▸ What the task requires
Every record that follows should be printed verbatim.

Records:

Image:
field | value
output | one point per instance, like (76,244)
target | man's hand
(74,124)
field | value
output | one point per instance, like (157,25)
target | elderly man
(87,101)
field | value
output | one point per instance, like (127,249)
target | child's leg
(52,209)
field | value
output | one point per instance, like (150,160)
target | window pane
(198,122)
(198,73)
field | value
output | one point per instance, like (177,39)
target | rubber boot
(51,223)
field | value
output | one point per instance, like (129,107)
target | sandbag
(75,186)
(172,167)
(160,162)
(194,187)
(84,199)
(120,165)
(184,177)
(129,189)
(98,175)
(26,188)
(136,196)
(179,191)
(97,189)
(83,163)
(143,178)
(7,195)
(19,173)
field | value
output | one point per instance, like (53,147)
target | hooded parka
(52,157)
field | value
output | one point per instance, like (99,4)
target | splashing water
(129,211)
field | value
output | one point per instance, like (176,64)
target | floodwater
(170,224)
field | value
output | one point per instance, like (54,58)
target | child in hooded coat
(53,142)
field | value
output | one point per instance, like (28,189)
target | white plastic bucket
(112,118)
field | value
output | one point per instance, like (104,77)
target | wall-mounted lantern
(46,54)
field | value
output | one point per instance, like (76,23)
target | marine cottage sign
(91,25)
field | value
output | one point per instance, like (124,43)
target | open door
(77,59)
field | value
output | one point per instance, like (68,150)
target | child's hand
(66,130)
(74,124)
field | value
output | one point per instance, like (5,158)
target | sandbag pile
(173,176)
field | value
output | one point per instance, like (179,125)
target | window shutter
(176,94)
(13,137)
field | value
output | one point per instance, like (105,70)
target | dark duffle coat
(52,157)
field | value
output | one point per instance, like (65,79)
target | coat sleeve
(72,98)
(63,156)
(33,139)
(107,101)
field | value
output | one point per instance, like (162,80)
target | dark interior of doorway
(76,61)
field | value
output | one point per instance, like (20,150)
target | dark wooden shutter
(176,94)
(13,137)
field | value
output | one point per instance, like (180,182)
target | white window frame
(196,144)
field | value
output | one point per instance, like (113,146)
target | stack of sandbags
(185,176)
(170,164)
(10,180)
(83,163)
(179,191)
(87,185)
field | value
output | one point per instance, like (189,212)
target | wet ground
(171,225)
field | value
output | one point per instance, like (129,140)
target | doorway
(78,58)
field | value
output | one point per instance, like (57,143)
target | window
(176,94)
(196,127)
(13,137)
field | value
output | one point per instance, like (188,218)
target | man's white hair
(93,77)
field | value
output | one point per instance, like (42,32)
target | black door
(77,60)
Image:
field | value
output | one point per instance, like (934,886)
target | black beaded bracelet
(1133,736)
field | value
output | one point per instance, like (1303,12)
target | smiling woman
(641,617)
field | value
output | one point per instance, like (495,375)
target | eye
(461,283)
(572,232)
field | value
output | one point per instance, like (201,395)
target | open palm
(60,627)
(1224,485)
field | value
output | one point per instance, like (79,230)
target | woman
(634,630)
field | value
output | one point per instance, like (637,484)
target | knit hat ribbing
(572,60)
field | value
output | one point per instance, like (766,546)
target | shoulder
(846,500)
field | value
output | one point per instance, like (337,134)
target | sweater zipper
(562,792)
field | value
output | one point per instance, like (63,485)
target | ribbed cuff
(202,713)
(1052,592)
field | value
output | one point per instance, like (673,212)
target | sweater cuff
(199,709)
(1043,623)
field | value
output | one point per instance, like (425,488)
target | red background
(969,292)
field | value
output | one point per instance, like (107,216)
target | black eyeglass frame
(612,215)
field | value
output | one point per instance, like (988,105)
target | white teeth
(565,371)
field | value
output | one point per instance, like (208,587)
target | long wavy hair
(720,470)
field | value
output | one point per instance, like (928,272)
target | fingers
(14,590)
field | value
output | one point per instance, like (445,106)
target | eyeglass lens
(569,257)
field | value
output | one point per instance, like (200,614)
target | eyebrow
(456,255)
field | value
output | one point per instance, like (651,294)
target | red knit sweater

▸ Solution for this problem
Image:
field | value
output | one point per instance, like (76,244)
target | man's hand
(74,124)
field | value
output | one point per instance, like (157,25)
target | elderly man
(87,101)
field | value
output | one point per instance, like (127,249)
target | child's leg
(52,209)
field | value
output | one point per instance, like (150,160)
target | window pane
(198,122)
(198,73)
field | value
output | one point per instance, like (177,39)
target | rubber boot
(51,223)
field | value
output | one point per instance, like (129,107)
target | sandbag
(75,186)
(172,167)
(160,162)
(194,187)
(84,199)
(120,165)
(184,177)
(129,189)
(98,175)
(26,188)
(136,196)
(179,191)
(97,189)
(83,163)
(143,178)
(7,195)
(19,173)
field | value
output | one point per instance, like (53,147)
target | hooded parka
(52,157)
field | value
output | one point per instance, like (99,4)
target | splashing water
(129,211)
field | value
output | one point per instance, like (176,64)
target | floodwater
(170,224)
field | value
output | one point per instance, like (54,58)
target | child in hooded coat
(53,142)
field | value
output | one point per instance, like (28,189)
target | white plastic bucket
(112,118)
field | value
output | one point per instance, like (104,77)
target | wall-mounted lantern
(46,54)
field | value
output | one point per instance, like (76,23)
target | marine cottage sign
(91,25)
field | value
output | one point per instance, like (124,43)
target | open door
(77,59)
field | value
output | one point per instance, like (68,150)
target | child's hand
(66,130)
(74,124)
field | value
output | one point per instance, like (5,158)
target | sandbag pile
(173,176)
field | value
output | one point per instance, like (179,125)
target | window shutter
(176,94)
(13,137)
field | value
output | one point per instance, like (105,70)
target | dark duffle coat
(52,157)
field | value
output | one point per instance, like (65,79)
target | coat sleeve
(72,98)
(63,156)
(33,139)
(107,101)
field | value
output | one point per instance, like (162,80)
target | dark interior of doorway
(76,61)
field | value
output | one point per instance, like (20,150)
target | dark wooden shutter
(176,94)
(13,137)
field | value
output | one point per instance, like (180,182)
target | white window frame
(196,144)
field | value
output | one point per instance, like (113,146)
target | stack of sandbags
(185,176)
(170,164)
(10,180)
(83,163)
(179,191)
(87,185)
field | value
output | one point per instance, like (189,212)
target | wet ground
(171,225)
field | value
output | one point per instance, like (129,140)
target | doorway
(78,58)
field | value
output | one point per instance, like (57,143)
target | window
(176,94)
(196,127)
(13,137)
field | value
output | one point per instance, like (188,218)
target | man's white hair
(93,77)
field | value
output | one point per instance, like (42,32)
target | black door
(77,60)
Image:
field | value
output | one point per instance, like (934,886)
target | black beaded bracelet
(1133,736)
field | value
output | one point per instance, like (1303,12)
target | smiling woman
(641,617)
field | value
output | one point per instance, like (495,375)
target | eye
(461,283)
(572,232)
field | value
output | one point per instance, like (201,395)
target | open palm
(60,627)
(1224,485)
field | value
output | one point per instance, like (79,230)
target | woman
(634,630)
field | value
output | one point per instance, like (637,484)
target | knit hat ribbing
(572,60)
field | value
output | one point per instance, like (766,546)
target | shoulder
(846,500)
field | value
output | one point per instance, like (337,134)
target | sweater zipper
(562,792)
field | value
output | one point per instance, like (63,485)
target | ribbed cuff
(202,713)
(1052,592)
field | value
output | one point per instance, like (673,212)
target | sweater cuff
(199,709)
(1043,623)
field | value
output | one point per instance, like (425,488)
target | red background
(969,292)
field | value
output | one point per instance, like (107,216)
target | black eyeglass frame
(612,215)
field | value
output | one point per instance, like (988,105)
target | white teeth
(565,371)
field | value
output | one point per instance, like (208,587)
target | long wavy hair
(720,470)
field | value
output | one point per instance, like (928,272)
target | fingers
(14,590)
field | value
output | one point per instance, like (445,106)
target | eyeglass lens
(569,257)
field | value
output | one point per instance, like (200,614)
target | eyebrow
(456,255)
field | value
output | one point per instance, like (651,294)
target | red knit sweater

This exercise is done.